▶ [Set exercise 1]:
Translate this sentence from the text on island grammars into Spanish: "This demonstrates a nice, simple case, where the lexer can identify the embedded language on its own."
=== Excerpted passage ===
Island Grammars Under Parser Control

The Problem

The ANTLR 3 examples include 'island-grammar' which shows how to parse part of the input using an alternative grammar by invoking a new Lexer+Parser combination on the input when a certain token is recognized (specifically, when a start-of-comment marker is seen).

This demonstrates a nice, simple case, where the lexer can identify the embedded language on its own. More dificult to handle is the case where only the parser is able to see the point where the embedded language begins in the input.

Consider that in the 'island-grammar' example, the Lexer of the 'outer' grammar will spot the start of the section to be handled by island grammar when it sees the token '/**' (the start of a Javadoc-style comment section). This token has no other meaning within the language being defined in simple.g.

If the token that marks the start of the island grammar within your input can also has other uses within your language, the basic 'island-grammar' technique can't be used.
For instance, look at an example of a regular expression literal:

r =   / b; f = r/m;

This assigns the regular expression ' b; f = r' (with the flag 'm') to the variable 'r'.

Compare that with the following line of code:

r = a / b; f = r/m;

Here, two statements appear on one line; the assignment of 'a / b' to the variable 'r' and the assignment of 'r/m' to the variable 'f'.

Clearly, the lexer for this language will not be able to determine on seeing '/' if this should represent a DIVIDE token, or the start of a REGEX token, since all that follows the '/' is the same in both of the above examples. It's only the context of what came before the '/' that allows correct recognition.

The Solution

It may be possible to have your lexer track the last significant token emitted, and to process the input following '/' differently depending on whether the token preceding it was an IDENT or an ASSIGN, for instance. This page demonstrates another approach, which is to have the parser direct a temporary switch to an island grammar.

NB Controlling lexer-level behavior from the parser is difficult, and will often not work the way you want. Grammar permitting, it is sometimes possible.

Watch that lookahead

The first problem with altering the way that input is processed from a parser action is that the standard ANTLR 3 TokenStream implementations snarf the entire input in one go at the point of construction, and then feed the parser with tokens one-by-one from an internal list.

Since the tokens of the island grammar are not compatible with tokens of the outer grammar, we need to avoid this behavior (imagine the regular expression literal /"/ which consists of just a double-quote, if the outer-grammar were to try and interpret that, it would bomb-out thinking it was looking at an unterminated string literal) .
=== Provided records ===
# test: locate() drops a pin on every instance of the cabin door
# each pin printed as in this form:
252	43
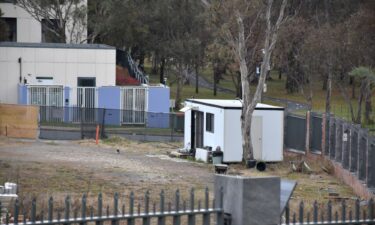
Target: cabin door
256	136
197	129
===
▶ [Set exercise 2]:
Reproduce every line of the records above without any change, but leave the picture out.

▶ [Complete answer 1]:
Esto demuestra un caso sencillo y agradable, en el que el lexer puede identificar por sí solo el lenguaje incrustado.

▶ [Complete answer 2]:
# test: locate() drops a pin on every instance of the cabin door
# each pin printed as in this form:
252	43
Target: cabin door
256	136
197	129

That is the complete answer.